--- start of Supplied material ---
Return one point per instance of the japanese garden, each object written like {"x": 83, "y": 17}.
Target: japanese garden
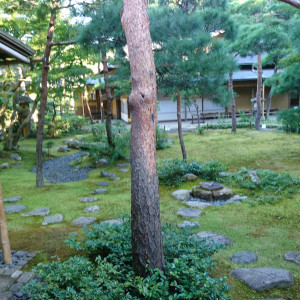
{"x": 150, "y": 149}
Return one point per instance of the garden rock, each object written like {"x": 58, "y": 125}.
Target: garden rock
{"x": 58, "y": 218}
{"x": 41, "y": 211}
{"x": 92, "y": 209}
{"x": 100, "y": 191}
{"x": 63, "y": 149}
{"x": 15, "y": 157}
{"x": 182, "y": 195}
{"x": 13, "y": 199}
{"x": 88, "y": 199}
{"x": 292, "y": 256}
{"x": 103, "y": 183}
{"x": 243, "y": 257}
{"x": 260, "y": 279}
{"x": 189, "y": 212}
{"x": 84, "y": 221}
{"x": 15, "y": 208}
{"x": 121, "y": 165}
{"x": 107, "y": 174}
{"x": 190, "y": 177}
{"x": 212, "y": 237}
{"x": 188, "y": 224}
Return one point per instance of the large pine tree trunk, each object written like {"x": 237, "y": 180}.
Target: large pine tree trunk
{"x": 147, "y": 247}
{"x": 42, "y": 110}
{"x": 179, "y": 125}
{"x": 109, "y": 101}
{"x": 258, "y": 92}
{"x": 233, "y": 110}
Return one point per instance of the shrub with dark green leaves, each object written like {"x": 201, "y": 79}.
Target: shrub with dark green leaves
{"x": 171, "y": 171}
{"x": 106, "y": 271}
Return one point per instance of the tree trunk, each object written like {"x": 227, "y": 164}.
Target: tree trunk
{"x": 269, "y": 101}
{"x": 258, "y": 92}
{"x": 233, "y": 111}
{"x": 179, "y": 125}
{"x": 4, "y": 233}
{"x": 109, "y": 101}
{"x": 147, "y": 247}
{"x": 41, "y": 116}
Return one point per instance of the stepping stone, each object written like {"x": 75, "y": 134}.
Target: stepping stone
{"x": 84, "y": 221}
{"x": 13, "y": 199}
{"x": 189, "y": 212}
{"x": 88, "y": 199}
{"x": 212, "y": 237}
{"x": 100, "y": 191}
{"x": 107, "y": 174}
{"x": 10, "y": 209}
{"x": 260, "y": 279}
{"x": 182, "y": 195}
{"x": 243, "y": 257}
{"x": 188, "y": 224}
{"x": 123, "y": 170}
{"x": 292, "y": 256}
{"x": 92, "y": 209}
{"x": 121, "y": 165}
{"x": 198, "y": 204}
{"x": 53, "y": 219}
{"x": 41, "y": 211}
{"x": 103, "y": 183}
{"x": 113, "y": 222}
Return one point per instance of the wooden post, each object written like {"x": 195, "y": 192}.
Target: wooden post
{"x": 4, "y": 233}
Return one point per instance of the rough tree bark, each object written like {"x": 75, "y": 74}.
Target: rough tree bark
{"x": 147, "y": 245}
{"x": 258, "y": 92}
{"x": 233, "y": 110}
{"x": 41, "y": 115}
{"x": 179, "y": 125}
{"x": 109, "y": 101}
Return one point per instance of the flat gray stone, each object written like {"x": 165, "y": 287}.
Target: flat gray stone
{"x": 243, "y": 257}
{"x": 88, "y": 199}
{"x": 103, "y": 183}
{"x": 182, "y": 195}
{"x": 122, "y": 165}
{"x": 292, "y": 256}
{"x": 213, "y": 237}
{"x": 84, "y": 221}
{"x": 188, "y": 224}
{"x": 4, "y": 166}
{"x": 41, "y": 211}
{"x": 260, "y": 279}
{"x": 5, "y": 283}
{"x": 13, "y": 199}
{"x": 113, "y": 222}
{"x": 92, "y": 209}
{"x": 100, "y": 191}
{"x": 15, "y": 208}
{"x": 53, "y": 219}
{"x": 189, "y": 212}
{"x": 15, "y": 157}
{"x": 107, "y": 174}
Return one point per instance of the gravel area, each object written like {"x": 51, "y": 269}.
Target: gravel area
{"x": 57, "y": 170}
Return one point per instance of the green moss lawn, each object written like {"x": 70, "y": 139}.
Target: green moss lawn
{"x": 268, "y": 230}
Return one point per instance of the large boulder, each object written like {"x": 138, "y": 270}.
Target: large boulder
{"x": 260, "y": 279}
{"x": 182, "y": 195}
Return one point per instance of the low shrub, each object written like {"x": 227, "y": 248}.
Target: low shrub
{"x": 106, "y": 271}
{"x": 171, "y": 171}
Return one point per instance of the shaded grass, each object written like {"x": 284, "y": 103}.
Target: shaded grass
{"x": 269, "y": 230}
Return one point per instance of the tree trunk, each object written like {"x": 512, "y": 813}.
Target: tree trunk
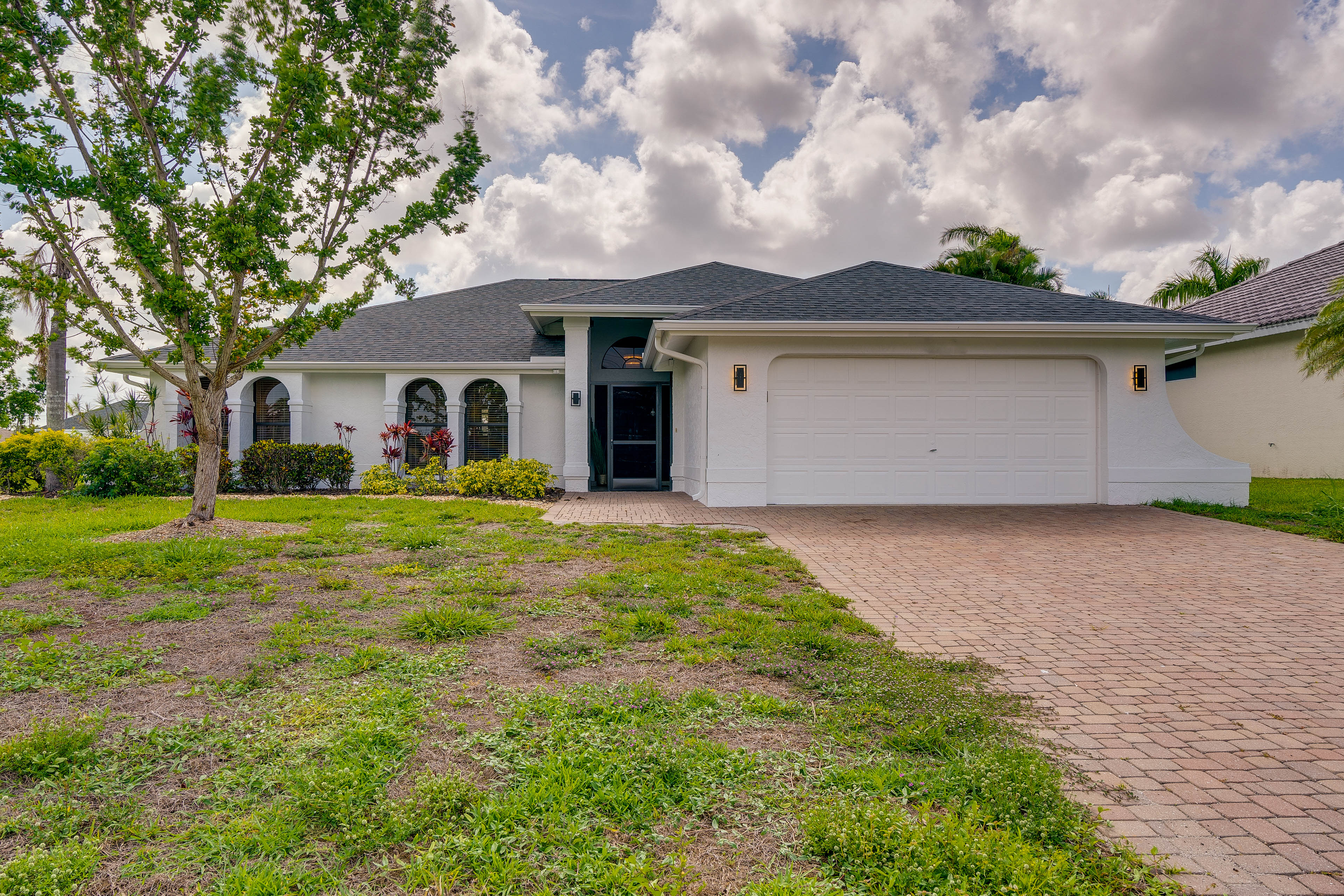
--- end of Supplied material ---
Gather every line of the data above that contains the string "japanese", and copy each one in full. The match is case-sensitive.

Exercise answer
Return one point per instance of the japanese garden, each object written like {"x": 83, "y": 17}.
Target: japanese garden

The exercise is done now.